*Instructions for the task*: Restate the complete material exactly.

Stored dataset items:
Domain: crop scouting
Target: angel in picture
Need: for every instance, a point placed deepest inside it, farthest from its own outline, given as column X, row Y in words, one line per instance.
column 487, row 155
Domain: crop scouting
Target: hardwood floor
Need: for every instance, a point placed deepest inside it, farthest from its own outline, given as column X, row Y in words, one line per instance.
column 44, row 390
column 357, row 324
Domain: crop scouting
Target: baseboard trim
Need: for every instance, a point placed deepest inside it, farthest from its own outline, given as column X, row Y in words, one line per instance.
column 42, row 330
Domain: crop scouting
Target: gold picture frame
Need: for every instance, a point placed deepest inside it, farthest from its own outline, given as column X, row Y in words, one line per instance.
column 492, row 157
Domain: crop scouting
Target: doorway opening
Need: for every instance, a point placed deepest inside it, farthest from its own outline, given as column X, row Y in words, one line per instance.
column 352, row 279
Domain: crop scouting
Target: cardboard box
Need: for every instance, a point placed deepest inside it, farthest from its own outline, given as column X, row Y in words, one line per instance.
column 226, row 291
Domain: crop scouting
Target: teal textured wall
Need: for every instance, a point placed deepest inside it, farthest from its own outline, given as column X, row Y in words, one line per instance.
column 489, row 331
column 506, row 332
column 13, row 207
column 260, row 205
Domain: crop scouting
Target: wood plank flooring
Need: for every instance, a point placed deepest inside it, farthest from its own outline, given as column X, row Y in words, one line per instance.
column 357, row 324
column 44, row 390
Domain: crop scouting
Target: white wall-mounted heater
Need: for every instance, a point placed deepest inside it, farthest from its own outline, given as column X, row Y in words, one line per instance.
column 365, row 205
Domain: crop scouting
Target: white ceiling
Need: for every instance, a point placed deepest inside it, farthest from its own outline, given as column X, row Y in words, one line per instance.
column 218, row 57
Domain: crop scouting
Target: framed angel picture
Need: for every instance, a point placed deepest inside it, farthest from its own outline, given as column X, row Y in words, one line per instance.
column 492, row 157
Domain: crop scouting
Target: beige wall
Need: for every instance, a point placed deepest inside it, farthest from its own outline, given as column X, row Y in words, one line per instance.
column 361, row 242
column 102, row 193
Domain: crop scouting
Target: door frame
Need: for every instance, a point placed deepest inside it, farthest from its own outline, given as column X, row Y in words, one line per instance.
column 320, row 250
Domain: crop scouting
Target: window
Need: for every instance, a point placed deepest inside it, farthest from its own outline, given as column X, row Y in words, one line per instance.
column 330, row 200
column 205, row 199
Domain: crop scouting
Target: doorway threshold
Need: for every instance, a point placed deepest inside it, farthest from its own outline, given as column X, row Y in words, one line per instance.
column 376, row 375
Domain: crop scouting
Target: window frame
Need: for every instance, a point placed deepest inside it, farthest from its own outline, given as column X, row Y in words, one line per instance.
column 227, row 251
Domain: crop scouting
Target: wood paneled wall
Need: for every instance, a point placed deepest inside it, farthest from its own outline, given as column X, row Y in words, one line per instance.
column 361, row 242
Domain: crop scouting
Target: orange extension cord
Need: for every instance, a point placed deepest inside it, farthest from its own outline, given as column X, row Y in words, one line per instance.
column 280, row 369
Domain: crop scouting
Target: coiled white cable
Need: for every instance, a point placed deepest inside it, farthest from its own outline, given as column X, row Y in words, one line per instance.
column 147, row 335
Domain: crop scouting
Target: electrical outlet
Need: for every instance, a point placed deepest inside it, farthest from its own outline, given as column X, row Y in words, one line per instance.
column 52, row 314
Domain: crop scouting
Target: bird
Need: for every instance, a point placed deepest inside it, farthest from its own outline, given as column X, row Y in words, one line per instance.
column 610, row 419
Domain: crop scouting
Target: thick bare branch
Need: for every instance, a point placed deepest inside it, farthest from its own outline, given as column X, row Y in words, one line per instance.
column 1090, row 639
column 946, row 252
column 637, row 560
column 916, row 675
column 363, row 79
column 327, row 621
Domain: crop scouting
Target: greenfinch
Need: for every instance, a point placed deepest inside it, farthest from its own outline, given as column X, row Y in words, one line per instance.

*Response*:
Domain: crop scouting
Target: angel in picture
Need: for every instance, a point placed deepest inside it, farthest from its own outline, given as column X, row Y in words, one line per instance.
column 487, row 155
Domain: crop scouting
Target: hardwood floor
Need: for every instance, a point placed deepest inside it, farthest from its own outline, given as column X, row Y in words, one line per instance.
column 44, row 390
column 357, row 324
Domain: crop scouting
Target: baseboard trim
Need: for every instance, a point placed deepest inside it, farthest from its own outline, given as column X, row Y in words, one line per instance.
column 42, row 330
Domain: crop scouting
Target: gold picture frame
Need: for every instance, a point placed deepest inside it, farthest from its own outline, given as column X, row Y in words, one line per instance.
column 492, row 157
Domain: crop scouting
Target: doorway opening
Need: for every instance, a point placed deepest inside it, farthest from its own outline, given as column X, row Y in words, one line per instance.
column 352, row 279
Domain: crop scouting
Target: cardboard box
Need: for every instance, a point placed deepest inside it, farthest from its own outline, given as column X, row Y in words, one line per instance.
column 226, row 291
Domain: crop scouting
Target: teal textured wall
Need: for every instance, a point placed deepest inside it, farthest from its own outline, given as column X, row Y in words, one line per instance.
column 489, row 331
column 506, row 332
column 13, row 207
column 260, row 205
Domain: crop scouting
Target: wood plank flooring
Need: for every instance, a point placed deepest inside it, farthest from its own outline, given as column X, row Y in words, one line per instance.
column 357, row 324
column 44, row 390
Domain: crop scouting
Target: white wall-mounted heater
Need: for every instance, a point placed deepest inside it, farthest from its own outline, given as column X, row Y in words, one line per instance.
column 365, row 205
Domain: crop scouting
Target: white ceiling
Need: for every instance, a point placed deepest inside it, farthest from its own outline, given as column X, row Y in words, one line per instance.
column 218, row 57
Domain: crop scouting
Target: framed angel picture
Need: for every instance, a point placed deepest inside it, farthest from its own outline, given as column X, row Y in words, one line per instance.
column 492, row 157
Domain: crop scouting
Target: beige wall
Need: for every instance, a point placed deepest inside it, farthest from its own outline, given as column X, row Y in words, one line per instance.
column 361, row 242
column 102, row 193
Domain: crop scouting
Target: door frame
Need: for every instance, a point placed deepest inside it, farthest from its own outline, given as column X, row Y in words, one line per instance.
column 320, row 250
Domain: crop scouting
Target: window
Need: for every instance, a point placed deepest inside it, farthest from its own outline, given as column X, row Y in words, one line per instance.
column 330, row 200
column 205, row 199
Domain: crop scouting
Target: doorway threshold
Need: for every instance, a point placed deepest inside it, farthest from its own outline, given as column X, row Y in words, one line per instance.
column 376, row 375
Domain: crop scouting
Target: window frame
Need: for every instance, a point placed deepest inside it, farthest from its own outline, given as column X, row Y in words, one line per instance.
column 227, row 251
Domain: crop scouting
Target: wood paneled wall
Need: for every instance, a point placed deepest inside it, farthest from its own outline, given as column X, row Y in words, one line per instance.
column 361, row 242
Domain: crop scouting
Target: orange extension cord
Need: for every instance, a point placed deepest inside it, farthest from its own outline, given as column X, row Y in words, one line per instance.
column 280, row 369
Domain: crop scouting
Target: coiled white cable
Need: for every instance, a point placed deepest inside it, farthest from its own outline, given as column X, row Y in words, one line per instance.
column 147, row 335
Domain: crop scouting
Target: electrical outlet
Need: for every instance, a point placed deepest inside it, farthest from its own outline, given as column X, row Y in words, one line per instance.
column 52, row 314
Domain: crop scouting
Target: bird
Need: for every instance, a point placed deepest inside it, farthest from its own outline, given as column X, row Y in words, one line per instance.
column 610, row 419
Domain: crop scouting
Target: thick bare branch
Need: for every instance, a point placed deepest inside it, farthest from its own outline, given as column X, row Y in words, one line per instance.
column 1090, row 639
column 946, row 252
column 637, row 560
column 916, row 675
column 363, row 79
column 327, row 621
Domain: crop scouting
Target: greenfinch
Need: for every instance, a point placed deepest inside it, farthest from its own outline, given as column X, row Y in words, one line per instance.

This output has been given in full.